*WRITTEN REQUEST*
Can you copy out every one of the following lines exactly, character for character?

*SOURCE DATA*
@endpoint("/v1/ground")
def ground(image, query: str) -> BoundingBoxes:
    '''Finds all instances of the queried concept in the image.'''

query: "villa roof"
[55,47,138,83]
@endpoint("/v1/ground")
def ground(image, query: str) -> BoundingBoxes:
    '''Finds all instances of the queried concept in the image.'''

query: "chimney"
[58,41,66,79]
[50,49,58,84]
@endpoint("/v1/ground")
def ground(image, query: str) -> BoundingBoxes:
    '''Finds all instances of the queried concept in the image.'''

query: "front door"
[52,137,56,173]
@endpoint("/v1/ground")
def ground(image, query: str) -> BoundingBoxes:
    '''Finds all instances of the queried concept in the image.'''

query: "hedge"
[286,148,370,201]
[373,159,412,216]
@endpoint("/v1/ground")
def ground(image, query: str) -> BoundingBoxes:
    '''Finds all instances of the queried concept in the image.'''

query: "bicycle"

*TASK ANSWER*
@endpoint("/v1/ground")
def ground(image, query: str) -> BoundingBoxes:
    '''Finds all instances of the queried concept in the image.'''

query: "villa roof"
[55,47,138,83]
@endpoint("/v1/ground")
def ground(image, query: str) -> BoundingBoxes:
    '''Finds all instances of the queried concept in the image.'''

query: "chimney"
[58,41,66,79]
[50,49,58,84]
@endpoint("/v1/ground")
def ground(image, query: str) -> BoundingBoxes:
    '''Finds all instances of the queried concept in the image.'''

query: "front door"
[52,137,56,173]
@endpoint("/v1/ground")
def ground(image, query: str) -> BoundingBoxes:
    '''Finds all instances of the queried concept in the image.'''

query: "hedge"
[286,148,370,201]
[373,159,412,216]
@endpoint("/v1/ground")
def ground(image, query: str) -> BoundingBoxes:
    '''Finds all instances of the queried concept in the image.'''

query: "bicycle"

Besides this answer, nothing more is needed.